Since August 16th John Oliver has been trending. The host of HBO’s Last Week Tonight shared a piece exposing the practices of many televangelists. He shared his own experience with one televangelist who, over the course of nearly seven months, had sent Oliver’s team over twenty-six letters and received $319. Oliver makes sure to point out that most churches are not like this. They provide valuable services to their communities. Instead, he is focused on those churches “that exploit people’s faith for monetary gain.” Oliver then goes on to explain the predatory nature of the prosperity gospel and the “seed faith” movement. Despite his language and flashes of irreverence, his disgust at this practice is both palpable and understandable. At times the audience even gasps as they hear stories of a poor, older woman refusing cancer treatment choosing, instead, to send what little money they have to Kenneth Copeland’s ministry believing her “seed” of faith would cure her cancer.

_EXERCISE DETAILS_: In the passage on John Oliver's televangelist segment, how much money did the televangelist receive from Oliver's team over nearly seven months?

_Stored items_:

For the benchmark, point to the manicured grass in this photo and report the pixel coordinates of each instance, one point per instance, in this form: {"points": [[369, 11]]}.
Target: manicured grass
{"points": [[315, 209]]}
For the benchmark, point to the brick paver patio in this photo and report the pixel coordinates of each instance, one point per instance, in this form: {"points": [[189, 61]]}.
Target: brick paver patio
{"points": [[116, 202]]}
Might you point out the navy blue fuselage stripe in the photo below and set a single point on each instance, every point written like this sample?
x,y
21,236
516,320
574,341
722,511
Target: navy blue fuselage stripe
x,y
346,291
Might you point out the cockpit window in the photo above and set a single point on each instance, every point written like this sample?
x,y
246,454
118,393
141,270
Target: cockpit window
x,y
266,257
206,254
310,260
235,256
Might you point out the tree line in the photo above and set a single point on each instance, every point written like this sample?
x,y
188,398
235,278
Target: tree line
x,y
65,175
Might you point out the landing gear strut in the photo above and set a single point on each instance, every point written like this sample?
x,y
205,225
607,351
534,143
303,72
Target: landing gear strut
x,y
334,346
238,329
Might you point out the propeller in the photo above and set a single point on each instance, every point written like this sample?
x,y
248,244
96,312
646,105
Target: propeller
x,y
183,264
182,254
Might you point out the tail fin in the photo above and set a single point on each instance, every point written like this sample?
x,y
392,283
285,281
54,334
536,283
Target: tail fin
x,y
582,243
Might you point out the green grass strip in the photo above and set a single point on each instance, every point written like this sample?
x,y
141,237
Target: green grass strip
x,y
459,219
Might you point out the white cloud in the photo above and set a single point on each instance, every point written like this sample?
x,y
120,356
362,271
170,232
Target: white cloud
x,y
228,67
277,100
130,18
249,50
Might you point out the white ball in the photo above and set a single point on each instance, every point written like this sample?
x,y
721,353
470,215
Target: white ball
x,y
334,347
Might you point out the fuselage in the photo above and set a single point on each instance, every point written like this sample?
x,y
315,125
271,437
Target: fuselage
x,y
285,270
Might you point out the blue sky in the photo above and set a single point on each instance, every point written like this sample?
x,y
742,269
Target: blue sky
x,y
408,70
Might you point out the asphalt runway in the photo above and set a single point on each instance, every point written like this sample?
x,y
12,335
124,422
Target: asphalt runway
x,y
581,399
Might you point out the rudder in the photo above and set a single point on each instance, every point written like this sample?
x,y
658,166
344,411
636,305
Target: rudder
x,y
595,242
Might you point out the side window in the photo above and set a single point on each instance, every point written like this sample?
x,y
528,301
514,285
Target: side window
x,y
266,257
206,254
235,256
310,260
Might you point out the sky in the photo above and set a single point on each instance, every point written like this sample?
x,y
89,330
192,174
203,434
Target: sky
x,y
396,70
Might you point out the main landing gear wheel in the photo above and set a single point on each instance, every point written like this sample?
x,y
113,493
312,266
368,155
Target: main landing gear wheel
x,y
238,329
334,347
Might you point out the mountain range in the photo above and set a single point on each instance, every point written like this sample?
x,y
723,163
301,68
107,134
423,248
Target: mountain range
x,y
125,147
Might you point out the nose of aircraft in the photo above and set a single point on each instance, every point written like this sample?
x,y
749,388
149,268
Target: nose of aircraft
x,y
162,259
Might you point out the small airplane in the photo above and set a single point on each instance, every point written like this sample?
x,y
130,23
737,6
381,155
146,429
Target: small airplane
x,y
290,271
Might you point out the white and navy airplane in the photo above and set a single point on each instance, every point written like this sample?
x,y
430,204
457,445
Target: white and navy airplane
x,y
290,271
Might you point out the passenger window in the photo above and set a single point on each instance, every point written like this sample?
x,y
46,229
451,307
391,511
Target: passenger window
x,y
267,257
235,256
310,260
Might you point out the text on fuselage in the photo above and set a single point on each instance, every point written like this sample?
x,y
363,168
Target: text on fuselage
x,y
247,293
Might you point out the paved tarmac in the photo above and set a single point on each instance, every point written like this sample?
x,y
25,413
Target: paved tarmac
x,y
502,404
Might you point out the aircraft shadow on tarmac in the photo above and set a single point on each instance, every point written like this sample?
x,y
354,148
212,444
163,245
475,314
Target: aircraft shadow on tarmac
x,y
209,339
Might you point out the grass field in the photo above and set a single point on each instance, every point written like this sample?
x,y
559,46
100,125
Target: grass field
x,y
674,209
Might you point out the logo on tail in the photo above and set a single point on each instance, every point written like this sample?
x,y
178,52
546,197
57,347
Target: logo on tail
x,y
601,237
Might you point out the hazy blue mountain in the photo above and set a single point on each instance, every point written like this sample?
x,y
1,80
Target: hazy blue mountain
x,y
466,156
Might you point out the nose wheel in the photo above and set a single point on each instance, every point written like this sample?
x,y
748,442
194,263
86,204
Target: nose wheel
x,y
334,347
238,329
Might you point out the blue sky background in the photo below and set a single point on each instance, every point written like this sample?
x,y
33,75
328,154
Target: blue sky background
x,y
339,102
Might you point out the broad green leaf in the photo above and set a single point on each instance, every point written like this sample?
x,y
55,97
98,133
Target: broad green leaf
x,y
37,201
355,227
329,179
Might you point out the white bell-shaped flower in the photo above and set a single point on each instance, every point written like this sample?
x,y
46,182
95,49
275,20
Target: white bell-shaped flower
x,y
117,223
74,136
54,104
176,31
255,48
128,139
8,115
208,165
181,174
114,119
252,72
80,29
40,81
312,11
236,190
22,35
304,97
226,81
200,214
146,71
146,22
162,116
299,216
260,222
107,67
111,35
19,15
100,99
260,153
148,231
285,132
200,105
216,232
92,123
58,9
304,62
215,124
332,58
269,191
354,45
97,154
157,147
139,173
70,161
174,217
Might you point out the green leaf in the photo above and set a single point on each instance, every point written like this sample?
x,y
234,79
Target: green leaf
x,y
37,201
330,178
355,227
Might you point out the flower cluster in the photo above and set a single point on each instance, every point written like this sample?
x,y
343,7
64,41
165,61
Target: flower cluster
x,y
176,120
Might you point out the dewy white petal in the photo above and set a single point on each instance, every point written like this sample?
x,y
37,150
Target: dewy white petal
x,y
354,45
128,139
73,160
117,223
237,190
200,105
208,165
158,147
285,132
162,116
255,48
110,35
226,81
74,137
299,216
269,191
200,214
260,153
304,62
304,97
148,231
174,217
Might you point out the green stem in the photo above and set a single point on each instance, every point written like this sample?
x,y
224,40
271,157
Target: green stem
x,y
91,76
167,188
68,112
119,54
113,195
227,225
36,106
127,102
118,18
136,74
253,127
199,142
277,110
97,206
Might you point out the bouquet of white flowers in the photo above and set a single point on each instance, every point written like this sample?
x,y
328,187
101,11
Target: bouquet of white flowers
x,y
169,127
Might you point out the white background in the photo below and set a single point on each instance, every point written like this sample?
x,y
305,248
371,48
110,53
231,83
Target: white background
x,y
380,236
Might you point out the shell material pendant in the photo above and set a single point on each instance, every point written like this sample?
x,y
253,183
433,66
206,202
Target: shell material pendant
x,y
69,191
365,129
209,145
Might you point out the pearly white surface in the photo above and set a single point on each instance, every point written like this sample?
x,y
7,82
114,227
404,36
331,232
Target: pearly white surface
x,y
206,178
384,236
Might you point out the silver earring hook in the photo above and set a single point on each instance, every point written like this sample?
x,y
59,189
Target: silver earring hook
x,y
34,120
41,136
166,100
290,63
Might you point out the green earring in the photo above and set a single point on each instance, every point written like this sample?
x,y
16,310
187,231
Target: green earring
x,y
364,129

_SOLUTION TO THE PROBLEM_: $319